> **What is being asked**
All of the data below is to be written out again exactly.

> **Data extract**
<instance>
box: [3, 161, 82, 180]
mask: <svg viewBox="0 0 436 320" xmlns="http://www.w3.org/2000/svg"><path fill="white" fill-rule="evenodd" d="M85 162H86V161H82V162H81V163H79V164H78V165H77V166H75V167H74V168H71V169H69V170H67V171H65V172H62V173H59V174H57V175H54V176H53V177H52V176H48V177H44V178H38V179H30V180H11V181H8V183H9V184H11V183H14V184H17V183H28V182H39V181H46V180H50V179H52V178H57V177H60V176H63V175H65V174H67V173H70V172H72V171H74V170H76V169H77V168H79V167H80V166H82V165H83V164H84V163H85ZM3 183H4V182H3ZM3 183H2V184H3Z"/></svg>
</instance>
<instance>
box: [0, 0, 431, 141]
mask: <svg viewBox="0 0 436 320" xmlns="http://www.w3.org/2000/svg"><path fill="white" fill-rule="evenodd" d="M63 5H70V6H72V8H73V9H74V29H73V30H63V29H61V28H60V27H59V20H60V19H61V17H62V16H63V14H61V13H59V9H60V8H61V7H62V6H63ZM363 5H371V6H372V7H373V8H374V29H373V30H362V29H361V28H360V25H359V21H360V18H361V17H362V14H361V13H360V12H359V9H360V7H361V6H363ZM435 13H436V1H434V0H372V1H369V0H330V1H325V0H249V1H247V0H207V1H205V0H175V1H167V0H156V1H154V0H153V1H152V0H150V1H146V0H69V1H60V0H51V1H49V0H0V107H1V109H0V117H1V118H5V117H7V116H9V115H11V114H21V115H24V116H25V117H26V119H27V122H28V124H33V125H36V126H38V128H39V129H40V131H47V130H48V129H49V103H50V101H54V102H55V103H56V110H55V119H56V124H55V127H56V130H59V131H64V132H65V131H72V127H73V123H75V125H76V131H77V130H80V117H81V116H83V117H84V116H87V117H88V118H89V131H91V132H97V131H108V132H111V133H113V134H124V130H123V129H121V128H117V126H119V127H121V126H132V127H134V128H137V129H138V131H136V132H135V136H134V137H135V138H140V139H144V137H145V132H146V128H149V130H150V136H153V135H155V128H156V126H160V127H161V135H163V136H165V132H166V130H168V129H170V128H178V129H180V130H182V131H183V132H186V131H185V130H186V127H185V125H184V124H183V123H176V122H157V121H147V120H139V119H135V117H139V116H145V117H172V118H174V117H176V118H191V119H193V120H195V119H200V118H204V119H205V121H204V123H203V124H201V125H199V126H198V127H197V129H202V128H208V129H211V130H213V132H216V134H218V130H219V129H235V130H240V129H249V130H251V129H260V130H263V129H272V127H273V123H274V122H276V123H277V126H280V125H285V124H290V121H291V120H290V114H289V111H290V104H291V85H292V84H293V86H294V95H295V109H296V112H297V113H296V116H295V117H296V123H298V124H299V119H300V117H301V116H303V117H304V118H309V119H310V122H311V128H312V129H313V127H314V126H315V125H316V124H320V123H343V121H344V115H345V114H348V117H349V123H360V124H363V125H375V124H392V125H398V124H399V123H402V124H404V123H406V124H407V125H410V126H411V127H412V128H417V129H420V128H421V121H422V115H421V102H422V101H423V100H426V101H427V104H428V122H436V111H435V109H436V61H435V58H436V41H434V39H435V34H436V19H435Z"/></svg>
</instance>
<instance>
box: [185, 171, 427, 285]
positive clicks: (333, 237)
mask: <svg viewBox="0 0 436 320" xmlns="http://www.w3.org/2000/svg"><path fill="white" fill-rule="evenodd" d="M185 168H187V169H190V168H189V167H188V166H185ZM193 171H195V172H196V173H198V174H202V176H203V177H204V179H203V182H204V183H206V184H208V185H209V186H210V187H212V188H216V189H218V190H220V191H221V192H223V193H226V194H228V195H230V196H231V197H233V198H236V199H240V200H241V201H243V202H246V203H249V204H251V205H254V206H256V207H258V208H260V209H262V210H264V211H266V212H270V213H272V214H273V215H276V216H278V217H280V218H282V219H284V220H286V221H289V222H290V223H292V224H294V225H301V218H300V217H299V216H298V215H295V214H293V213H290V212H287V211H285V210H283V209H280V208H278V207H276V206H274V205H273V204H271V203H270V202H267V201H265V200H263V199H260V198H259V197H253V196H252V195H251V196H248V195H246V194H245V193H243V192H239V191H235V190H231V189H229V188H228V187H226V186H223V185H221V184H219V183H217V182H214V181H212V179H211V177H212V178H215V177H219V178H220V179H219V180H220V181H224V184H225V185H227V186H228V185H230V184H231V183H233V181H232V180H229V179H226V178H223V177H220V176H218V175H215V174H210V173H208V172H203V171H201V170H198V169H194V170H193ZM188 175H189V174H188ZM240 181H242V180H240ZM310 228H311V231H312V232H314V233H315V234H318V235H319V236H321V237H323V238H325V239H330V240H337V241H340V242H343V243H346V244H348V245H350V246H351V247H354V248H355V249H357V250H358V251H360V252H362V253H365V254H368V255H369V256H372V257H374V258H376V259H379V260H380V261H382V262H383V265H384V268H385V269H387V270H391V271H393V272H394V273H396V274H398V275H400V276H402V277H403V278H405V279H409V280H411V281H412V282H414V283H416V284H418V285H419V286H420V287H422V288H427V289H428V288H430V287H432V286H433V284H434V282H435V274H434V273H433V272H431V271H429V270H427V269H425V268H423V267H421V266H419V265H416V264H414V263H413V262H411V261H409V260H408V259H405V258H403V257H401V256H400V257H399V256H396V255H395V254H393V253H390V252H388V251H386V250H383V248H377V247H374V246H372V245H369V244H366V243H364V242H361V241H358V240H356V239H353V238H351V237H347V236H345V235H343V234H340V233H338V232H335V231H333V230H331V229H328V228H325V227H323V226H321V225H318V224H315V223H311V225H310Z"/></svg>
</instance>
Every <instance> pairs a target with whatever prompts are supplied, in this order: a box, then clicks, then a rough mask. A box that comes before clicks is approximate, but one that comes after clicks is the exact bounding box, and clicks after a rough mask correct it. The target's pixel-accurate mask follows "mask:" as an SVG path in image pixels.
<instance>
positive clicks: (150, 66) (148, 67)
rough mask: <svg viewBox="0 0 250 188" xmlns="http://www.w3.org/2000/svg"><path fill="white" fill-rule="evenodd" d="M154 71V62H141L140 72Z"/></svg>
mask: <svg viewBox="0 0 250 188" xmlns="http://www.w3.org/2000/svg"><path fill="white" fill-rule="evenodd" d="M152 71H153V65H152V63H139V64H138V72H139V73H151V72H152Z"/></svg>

> **Output for this exercise**
<instance>
box: [3, 161, 82, 180]
mask: <svg viewBox="0 0 436 320" xmlns="http://www.w3.org/2000/svg"><path fill="white" fill-rule="evenodd" d="M85 162H86V161H82V162H81V163H79V164H78V165H77V166H75V167H74V168H71V169H69V170H67V171H65V172H62V173H59V174H57V175H54V176H53V177H52V176H48V177H44V178H38V179H30V180H11V181H8V183H9V184H11V183H14V184H17V183H28V182H39V181H46V180H50V179H52V178H57V177H60V176H63V175H65V174H67V173H70V172H72V171H74V170H76V169H77V168H79V167H80V166H82V165H83V164H84V163H85ZM3 183H4V182H3ZM3 183H2V184H3Z"/></svg>
</instance>
<instance>
box: [0, 0, 431, 141]
mask: <svg viewBox="0 0 436 320" xmlns="http://www.w3.org/2000/svg"><path fill="white" fill-rule="evenodd" d="M63 5H70V6H72V8H73V9H74V29H73V30H63V29H61V28H60V27H59V20H60V19H61V17H62V16H63V14H61V13H59V9H60V8H61V7H62V6H63ZM363 5H371V6H372V7H373V8H374V29H373V30H362V29H361V28H360V25H359V21H360V18H361V17H362V14H361V13H360V12H359V9H360V7H361V6H363ZM435 13H436V1H434V0H372V1H369V0H330V1H325V0H249V1H247V0H207V1H205V0H175V1H167V0H156V1H154V0H153V1H152V0H150V1H146V0H69V1H60V0H51V1H49V0H0V107H1V109H0V117H1V118H5V117H7V116H9V115H11V114H21V115H24V116H25V117H26V119H27V122H28V124H33V125H36V126H38V128H39V129H40V131H47V130H48V129H49V103H50V101H54V102H55V103H56V110H55V119H56V124H55V127H56V130H59V131H64V132H65V131H72V127H73V123H75V125H76V131H77V130H80V117H81V116H83V117H84V116H87V117H88V118H89V131H91V132H97V131H108V132H111V133H113V134H124V130H123V129H121V128H117V126H119V127H121V126H132V127H134V128H137V129H138V131H136V132H135V136H134V137H135V138H140V139H144V137H145V132H146V128H149V130H150V136H153V135H155V128H156V126H160V127H161V135H163V136H165V132H166V130H168V129H170V128H178V129H180V130H182V131H183V132H186V131H185V130H186V127H185V125H184V124H183V123H176V122H157V121H147V120H139V119H135V117H139V116H145V117H172V118H174V117H176V118H191V119H193V120H195V119H200V118H204V119H205V121H204V123H203V124H201V125H199V126H198V127H197V129H202V128H208V129H211V130H213V132H216V134H218V130H219V129H235V130H240V129H249V130H251V129H260V130H263V129H272V127H273V123H274V122H276V123H277V126H280V125H285V124H290V121H291V120H290V114H289V111H290V104H291V85H292V84H293V86H294V95H295V109H296V112H297V113H296V116H295V117H296V123H298V124H299V119H300V117H301V116H303V117H304V118H309V119H310V122H311V128H312V129H313V127H314V126H315V125H316V124H320V123H343V121H344V115H345V114H348V117H349V123H360V124H363V125H375V124H392V125H398V124H399V123H402V124H404V123H406V124H407V125H410V126H411V127H412V128H417V129H420V128H421V121H422V115H421V102H422V101H423V100H426V101H427V104H428V122H436V111H435V109H436V61H435V58H436V41H434V39H435V34H436V19H435Z"/></svg>
</instance>
<instance>
box: [185, 171, 427, 285]
positive clicks: (333, 237)
mask: <svg viewBox="0 0 436 320" xmlns="http://www.w3.org/2000/svg"><path fill="white" fill-rule="evenodd" d="M185 168H187V169H190V168H189V167H188V166H185ZM193 171H195V172H196V173H198V174H202V176H203V177H204V179H203V182H204V183H206V184H208V185H209V186H210V187H212V188H216V189H218V190H220V191H221V192H223V193H226V194H228V195H230V196H231V197H233V198H236V199H240V200H241V201H243V202H246V203H249V204H251V205H254V206H256V207H258V208H260V209H262V210H264V211H266V212H270V213H272V214H273V215H276V216H278V217H280V218H282V219H284V220H286V221H289V222H290V223H292V224H294V225H301V218H300V217H299V216H298V215H295V214H293V213H290V212H287V211H285V210H283V209H280V208H278V207H276V206H274V205H273V204H271V203H270V202H267V201H265V200H263V199H260V198H259V197H253V196H252V195H251V196H248V195H246V194H245V193H243V192H239V191H235V190H231V189H229V188H228V187H226V186H223V185H221V184H219V183H217V182H214V181H212V179H211V177H212V178H215V177H219V178H220V179H219V180H220V181H224V184H225V185H227V186H228V185H230V184H231V183H233V181H232V180H229V179H226V178H223V177H220V176H218V175H215V174H210V173H208V172H203V171H201V170H198V169H194V170H193ZM188 175H189V174H188ZM240 181H242V180H240ZM310 228H311V231H312V232H314V233H315V234H318V235H319V236H321V237H323V238H325V239H330V240H337V241H340V242H343V243H346V244H348V245H350V246H351V247H354V248H355V249H357V250H358V251H360V252H362V253H365V254H368V255H369V256H372V257H374V258H376V259H379V260H380V261H382V262H383V265H384V268H385V269H387V270H391V271H393V272H394V273H396V274H398V275H400V276H402V277H403V278H405V279H409V280H411V281H412V282H414V283H416V284H418V285H419V286H420V287H422V288H427V289H428V288H430V287H432V286H433V284H434V282H435V274H434V273H433V272H431V271H429V270H427V269H425V268H423V267H421V266H419V265H416V264H414V263H413V262H411V261H409V260H408V259H405V258H403V257H401V256H400V257H399V256H396V255H395V254H393V253H390V252H388V251H386V250H383V248H377V247H374V246H372V245H369V244H366V243H364V242H361V241H358V240H356V239H353V238H351V237H347V236H345V235H343V234H340V233H338V232H335V231H333V230H331V229H328V228H325V227H323V226H321V225H318V224H315V223H311V225H310Z"/></svg>
</instance>
Every <instance> pairs a target with whatever prompts are supplied, in this order: a box, then clicks, then a rough mask. A box that comes before clicks is approximate, but one that comes after clicks is the exact bounding box, and clicks after a rough mask correct it. The target's pixel-accurate mask follows "mask:" as an SVG path in image pixels.
<instance>
positive clicks: (150, 66) (148, 67)
rough mask: <svg viewBox="0 0 250 188" xmlns="http://www.w3.org/2000/svg"><path fill="white" fill-rule="evenodd" d="M154 71V62H141L140 72Z"/></svg>
mask: <svg viewBox="0 0 250 188" xmlns="http://www.w3.org/2000/svg"><path fill="white" fill-rule="evenodd" d="M152 71H153V65H152V63H139V64H138V72H139V73H151V72H152Z"/></svg>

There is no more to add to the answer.